(Information begins)

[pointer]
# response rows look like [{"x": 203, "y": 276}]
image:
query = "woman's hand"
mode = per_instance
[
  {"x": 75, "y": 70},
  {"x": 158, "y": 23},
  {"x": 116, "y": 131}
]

(Information ends)

* **The task**
In the records above, find the line containing "# response rows" and print it and every later line exactly, through the last one.

* **Task response**
# response rows look like [{"x": 203, "y": 276}]
image:
query = "woman's hand"
mode = per_instance
[
  {"x": 75, "y": 70},
  {"x": 158, "y": 23},
  {"x": 116, "y": 131}
]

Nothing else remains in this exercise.